— Excerpt to read —
+---+

China Eyes Costa Rica for Refinery, Infrastructure Investments
China is interested in building an oil refinery in Costa Rica and investing in the Central American nation’s infrastructure and telecommunications sectors, Commerce Minister Anabel Gonzalez said.
The two nations are currently engaged in investment talks, Gonzalez said during a dinner in Costa Rican President Laura Chinchilla’s honor in New York yesterday.
“China is an increasingly important partner,” Gonzalez said. “We are looking at a number of investments in areas to improve our competitiveness.”
In June, Chinchilla signed into law a free trade accord with China that would benefit about 70 percent of Costa Rica’s exports. Trade between the two nations has grown 14-fold since 2000, reaching $1.3 billion last year, according to the president’s office.

+---+

[Data items]
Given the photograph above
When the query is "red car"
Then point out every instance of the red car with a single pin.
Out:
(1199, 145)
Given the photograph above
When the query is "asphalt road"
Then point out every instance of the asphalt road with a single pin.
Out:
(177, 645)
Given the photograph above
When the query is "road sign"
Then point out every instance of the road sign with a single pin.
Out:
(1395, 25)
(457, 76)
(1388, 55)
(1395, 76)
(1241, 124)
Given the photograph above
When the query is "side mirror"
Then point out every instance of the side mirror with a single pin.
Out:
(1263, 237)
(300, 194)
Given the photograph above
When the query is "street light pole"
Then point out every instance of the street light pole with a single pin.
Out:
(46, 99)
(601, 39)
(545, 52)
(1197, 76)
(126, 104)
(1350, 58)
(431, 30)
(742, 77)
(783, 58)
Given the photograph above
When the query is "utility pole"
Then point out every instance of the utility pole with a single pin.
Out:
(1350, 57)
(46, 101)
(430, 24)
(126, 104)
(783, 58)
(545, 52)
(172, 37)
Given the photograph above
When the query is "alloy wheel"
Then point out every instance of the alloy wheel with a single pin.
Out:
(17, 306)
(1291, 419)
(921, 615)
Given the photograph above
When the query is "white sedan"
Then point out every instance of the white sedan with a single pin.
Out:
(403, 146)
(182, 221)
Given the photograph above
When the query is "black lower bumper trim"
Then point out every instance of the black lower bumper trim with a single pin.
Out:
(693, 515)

+---+

— Exercise tasks —
1 > Using the article on China and Costa Rica, decide whether each statement agrees with it. Answer yes or no for each, and quote the words from the article that settle it.
(a) Gonzalez spoke about the investment talks at a dinner held in New York.
(b) The free trade accord with China would benefit about half of Costa Rica's exports.
(c) Trade between the two nations reached $1.3 billion last year.
2 > Translate this sentence from the article on China and Costa Rica into Spanish: "In June, Chinchilla signed into law a free trade accord with China that would benefit about 70 percent of Costa Rica’s exports."
3 > Write the next part of the article on China and Costa Rica, beginning after its final sentence.

— Answers for the tasks —
1 >
(a) Yes: "Gonzalez said during a dinner in Costa Rican President Laura Chinchilla’s honor in New York yesterday."
(b) No: "would benefit about 70 percent of Costa Rica’s exports."
(c) Yes: "reaching $1.3 billion last year."

2 > En junio, Chinchilla promulgó un tratado de libre comercio con China que beneficiaría a cerca del 70 por ciento de las exportaciones de Costa Rica.

3 >
Costa Rica’s central bank lowered its 2011 growth forecast to 4.2 percent this month, down from 4.5 percent in July. The country must tighten its budget to withstand a slowdown in the U.S. and help Central America’s second-largest economy maintain at least 4 percent growth, central bank President Rodrigo Bolanos said in a Sept. 14 interview.
Chinchilla has proposed a 14 percent value-added tax that may raise $1 billion in extra revenue and narrow the deficit to 5 percent of the nation’s gross domestic product. Lawmakers rejected the proposal earlier this year.
The tax proposals are likely to pass after the Citizen Action Party, the country’s largest opposition party, announced this month it would support the legislation if Chinchilla exempted medicine and basic foods from higher taxes.
The yields on Costa Rica’s 9.995 percent bonds due in 2020 rose 6 basis points, or 0.06 percentage point, to 4.853 percent, according to data compiled by Bloomberg.
Foreign direct investment may total $1.9 billion this year as Telefonica SA (TEF), Spain’s biggest phone operator, and America Movil SAB, Mexico’s largest wireless provider, prepare to enter the country’s cellular phone market.